§ Data entries:
%%

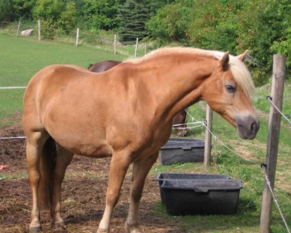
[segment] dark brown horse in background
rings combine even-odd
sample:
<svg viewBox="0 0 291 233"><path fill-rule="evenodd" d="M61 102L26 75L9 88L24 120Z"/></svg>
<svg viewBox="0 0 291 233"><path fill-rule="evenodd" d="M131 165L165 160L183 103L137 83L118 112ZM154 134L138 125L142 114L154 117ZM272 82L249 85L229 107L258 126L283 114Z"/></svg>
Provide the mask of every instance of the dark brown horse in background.
<svg viewBox="0 0 291 233"><path fill-rule="evenodd" d="M115 66L120 64L121 62L118 61L103 61L102 62L97 62L95 64L90 64L87 69L92 72L100 73L106 71ZM173 118L173 127L174 128L176 128L177 135L179 137L184 137L187 134L187 129L183 129L187 126L187 125L184 124L186 123L187 110L186 109L183 109ZM175 125L178 125L175 126Z"/></svg>

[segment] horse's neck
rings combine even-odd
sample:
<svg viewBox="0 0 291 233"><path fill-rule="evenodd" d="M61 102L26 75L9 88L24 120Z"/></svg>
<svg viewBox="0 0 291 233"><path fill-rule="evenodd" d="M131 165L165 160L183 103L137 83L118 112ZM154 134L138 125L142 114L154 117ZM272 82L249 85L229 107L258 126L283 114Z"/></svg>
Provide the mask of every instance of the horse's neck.
<svg viewBox="0 0 291 233"><path fill-rule="evenodd" d="M200 100L201 85L213 72L217 62L199 57L191 60L186 58L184 62L177 62L177 59L169 57L160 62L154 61L152 65L157 74L153 83L157 103L155 112L166 120Z"/></svg>

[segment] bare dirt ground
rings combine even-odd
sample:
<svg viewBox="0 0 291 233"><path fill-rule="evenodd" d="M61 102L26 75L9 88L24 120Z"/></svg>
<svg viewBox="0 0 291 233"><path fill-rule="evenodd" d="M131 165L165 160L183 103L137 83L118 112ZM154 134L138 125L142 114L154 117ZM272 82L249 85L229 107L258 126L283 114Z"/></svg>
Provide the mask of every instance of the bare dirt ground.
<svg viewBox="0 0 291 233"><path fill-rule="evenodd" d="M0 129L0 136L21 136L20 125ZM31 197L27 175L25 140L0 140L0 232L26 233L30 221ZM62 186L62 216L67 232L96 233L105 208L110 158L94 159L75 155L67 169ZM111 232L125 232L128 209L131 172L124 182L121 194L112 219ZM140 229L145 233L183 233L178 223L154 213L160 200L158 184L148 176L141 201ZM44 232L50 229L48 211L41 213Z"/></svg>

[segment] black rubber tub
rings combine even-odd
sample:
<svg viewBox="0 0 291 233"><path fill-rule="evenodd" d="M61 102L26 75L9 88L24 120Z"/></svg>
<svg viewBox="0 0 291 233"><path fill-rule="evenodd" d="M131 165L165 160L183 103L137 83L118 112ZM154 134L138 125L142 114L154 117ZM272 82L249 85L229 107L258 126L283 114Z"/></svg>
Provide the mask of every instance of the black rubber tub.
<svg viewBox="0 0 291 233"><path fill-rule="evenodd" d="M163 190L161 187L162 183L166 180L229 180L228 175L218 175L216 174L197 174L197 173L160 173L156 178L159 182L161 200L162 204L165 204L165 198Z"/></svg>
<svg viewBox="0 0 291 233"><path fill-rule="evenodd" d="M197 163L204 160L203 140L169 138L160 150L159 159L162 165L175 163Z"/></svg>
<svg viewBox="0 0 291 233"><path fill-rule="evenodd" d="M171 215L230 215L237 210L239 180L165 180L161 186Z"/></svg>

%%

Copy all of the records above character for character, but leave out the pictures.

§ Finished exercise:
[segment] dark brown horse in background
rings combine even-odd
sample:
<svg viewBox="0 0 291 233"><path fill-rule="evenodd" d="M61 102L26 75L9 88L24 120Z"/></svg>
<svg viewBox="0 0 291 233"><path fill-rule="evenodd" d="M131 165L165 160L183 103L137 83L118 112ZM154 134L138 125L142 114L154 117ZM272 82L249 85L229 107L258 126L283 114Z"/></svg>
Provide the mask of every instance of the dark brown horse in background.
<svg viewBox="0 0 291 233"><path fill-rule="evenodd" d="M115 66L120 64L121 62L118 61L103 61L102 62L97 62L95 64L90 64L87 69L92 72L100 73L106 71ZM173 118L173 127L174 128L176 128L177 135L179 137L184 137L187 134L187 129L183 129L187 126L187 125L184 124L186 123L187 110L186 109L183 109ZM175 125L178 125L175 126Z"/></svg>

[segment] horse's neck
rings combine even-odd
sample:
<svg viewBox="0 0 291 233"><path fill-rule="evenodd" d="M61 102L26 75L9 88L24 120Z"/></svg>
<svg viewBox="0 0 291 233"><path fill-rule="evenodd" d="M131 165L165 160L183 103L137 83L118 112ZM154 134L138 125L142 114L154 117ZM272 82L249 85L229 107L258 126L283 114Z"/></svg>
Provide the mask of every instance of the horse's neck.
<svg viewBox="0 0 291 233"><path fill-rule="evenodd" d="M200 100L201 85L213 72L217 62L199 57L191 60L186 58L184 62L177 62L177 59L169 57L160 62L154 61L152 65L157 74L153 83L157 103L155 112L166 120Z"/></svg>

[segment] bare dirt ground
rings combine even-odd
sample:
<svg viewBox="0 0 291 233"><path fill-rule="evenodd" d="M61 102L26 75L9 88L24 120Z"/></svg>
<svg viewBox="0 0 291 233"><path fill-rule="evenodd" d="M131 165L165 160L183 103L137 83L118 112ZM154 134L138 125L142 114L154 117ZM272 82L249 85L229 107L258 126L283 114Z"/></svg>
Provide the mask of every instance of the bare dirt ground.
<svg viewBox="0 0 291 233"><path fill-rule="evenodd" d="M0 129L0 136L21 136L20 125ZM31 197L27 175L25 140L0 140L0 232L26 233L30 221ZM62 186L62 216L67 232L96 233L105 208L110 158L94 159L75 155L67 169ZM111 232L125 232L128 209L131 172L124 182L121 194L112 219ZM140 229L145 233L183 233L178 223L154 213L160 200L158 184L148 176L141 201ZM44 232L50 229L48 211L41 213Z"/></svg>

[segment] black rubber tub
rings combine even-odd
sample:
<svg viewBox="0 0 291 233"><path fill-rule="evenodd" d="M61 102L26 75L9 88L24 120Z"/></svg>
<svg viewBox="0 0 291 233"><path fill-rule="evenodd" d="M131 165L165 160L183 103L137 83L118 112ZM154 134L138 125L142 114L154 117ZM272 82L249 85L229 107L258 126L283 114Z"/></svg>
Provide the mask of every instance of the black rubber tub.
<svg viewBox="0 0 291 233"><path fill-rule="evenodd" d="M163 190L161 187L162 183L166 180L229 180L228 175L218 175L216 174L197 174L197 173L160 173L156 178L159 182L161 200L162 204L165 204L165 198Z"/></svg>
<svg viewBox="0 0 291 233"><path fill-rule="evenodd" d="M197 163L204 160L203 140L169 138L160 150L159 159L162 165L175 163Z"/></svg>
<svg viewBox="0 0 291 233"><path fill-rule="evenodd" d="M171 215L230 215L237 210L239 180L165 180L161 186Z"/></svg>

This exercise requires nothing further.